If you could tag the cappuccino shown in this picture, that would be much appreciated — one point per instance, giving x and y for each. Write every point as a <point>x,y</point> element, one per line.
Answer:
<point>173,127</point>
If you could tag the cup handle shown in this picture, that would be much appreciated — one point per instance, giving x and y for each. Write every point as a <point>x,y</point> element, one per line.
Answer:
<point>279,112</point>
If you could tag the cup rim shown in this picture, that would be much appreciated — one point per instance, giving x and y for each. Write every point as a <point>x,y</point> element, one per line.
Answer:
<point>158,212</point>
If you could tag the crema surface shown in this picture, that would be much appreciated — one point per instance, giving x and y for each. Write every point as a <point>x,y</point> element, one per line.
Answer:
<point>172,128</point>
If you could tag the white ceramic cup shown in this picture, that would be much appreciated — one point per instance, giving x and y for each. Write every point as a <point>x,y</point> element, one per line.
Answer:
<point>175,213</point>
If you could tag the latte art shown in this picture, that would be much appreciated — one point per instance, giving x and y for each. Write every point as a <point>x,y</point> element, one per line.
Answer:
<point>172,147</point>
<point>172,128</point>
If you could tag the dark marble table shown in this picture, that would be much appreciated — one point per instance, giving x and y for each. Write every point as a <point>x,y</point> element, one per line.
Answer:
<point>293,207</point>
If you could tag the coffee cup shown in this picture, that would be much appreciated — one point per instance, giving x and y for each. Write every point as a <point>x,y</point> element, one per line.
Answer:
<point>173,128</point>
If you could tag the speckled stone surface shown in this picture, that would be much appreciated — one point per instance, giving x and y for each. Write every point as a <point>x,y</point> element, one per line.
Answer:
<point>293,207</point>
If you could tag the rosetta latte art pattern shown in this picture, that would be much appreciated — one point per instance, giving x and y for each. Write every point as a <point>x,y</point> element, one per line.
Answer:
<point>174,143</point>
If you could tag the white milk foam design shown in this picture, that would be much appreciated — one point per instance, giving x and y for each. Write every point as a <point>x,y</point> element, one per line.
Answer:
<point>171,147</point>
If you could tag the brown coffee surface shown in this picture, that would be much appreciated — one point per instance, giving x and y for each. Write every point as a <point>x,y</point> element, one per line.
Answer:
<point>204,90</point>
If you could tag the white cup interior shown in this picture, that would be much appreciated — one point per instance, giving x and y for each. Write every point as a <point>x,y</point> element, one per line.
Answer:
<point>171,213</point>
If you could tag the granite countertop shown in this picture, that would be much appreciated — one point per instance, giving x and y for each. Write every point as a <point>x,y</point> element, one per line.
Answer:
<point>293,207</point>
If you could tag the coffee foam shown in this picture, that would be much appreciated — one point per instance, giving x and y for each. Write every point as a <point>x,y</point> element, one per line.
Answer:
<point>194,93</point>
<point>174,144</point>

▶ **GIVEN REQUEST**: Copy every line of the listing above word for word, keeping the original order and changing nothing.

▶ **WRITTEN ANSWER**:
If you could tag the cappuccino shown in this picture, that would be much appreciated — one point per instance, giving x and y for each. Write every point as a <point>x,y</point> element, one per line.
Answer:
<point>173,127</point>
If you could tag the cup handle shown in this picture, that would be much appreciated — one point per instance, giving x and y for each. Write every point as a <point>x,y</point> element, one per line.
Answer:
<point>279,112</point>
If you could tag the cup rim shown in this picture, that would be much appreciated — one point per instance, giving x and y for each. Write every point as a <point>x,y</point> element, one per line.
Answer:
<point>158,212</point>
If you could tag the crema surface shown in this picture, that would be much appreciated — one point per instance, giving x and y for each. Write every point as a <point>x,y</point> element, one per line.
Answer:
<point>172,128</point>
If you could tag the white ceramic cup shown in this picture, that would be much appreciated — one point per instance, giving x and y for each. Write every point as a <point>x,y</point> element, one per line.
Answer:
<point>175,213</point>
If you could tag the latte art shown in this picture, that would be much appreciated — one point per instance, giving x and y for each. Write every point as a <point>x,y</point> element, one per line.
Answer:
<point>172,147</point>
<point>172,128</point>
If you could tag the dark marble table shown in this picture, that would be much appreciated — one point per instance, giving x and y for each. Write every point as a <point>x,y</point> element, one per line.
Answer:
<point>293,207</point>
If you could tag the coffee cup shown in this picture, that would be much appreciated — one point per instance, giving x and y for each. Write every point as a <point>x,y</point> element, one per line.
Answer:
<point>173,128</point>
If you could tag the speckled stone surface shown in this picture, that would be much appreciated — one point per instance, giving x and y for each. Write every point as a <point>x,y</point> element, one per line.
Answer:
<point>293,207</point>
If you could tag the rosetta latte art pattern shown in this picture, that would be much appreciated — one point per instance, giving x and y for each. Write every point as a <point>x,y</point> element, one per line.
Answer:
<point>174,143</point>
If you could tag the white milk foam design shown in this picture, that would be much appreciated — one point per instance, giving x and y for each. Write every point as a <point>x,y</point> element, one per line.
Answer:
<point>171,147</point>
If you could tag the brown coffee surface shown in this picture, that would be much appreciated — one point per instance, giving x and y for each. Write every point as a <point>x,y</point> element, one per line.
Answer:
<point>204,90</point>
If you could tag the white cup interior shown in this picture, that would be much appreciated — one point per instance, giving x and y for each. Write every point as a <point>x,y</point> element, one per line.
Answer:
<point>171,213</point>
If you could tag the granite countertop shown in this picture, that would be much appreciated — one point per instance, giving x and y for each. Write every point as a <point>x,y</point> element, one per line.
Answer:
<point>293,207</point>
If you could tag the coffee foam shown in this picture, that would be much appreciated — one point per instance, giving x and y for each. Write every point as a <point>x,y</point> element, one per line.
Answer:
<point>194,93</point>
<point>174,144</point>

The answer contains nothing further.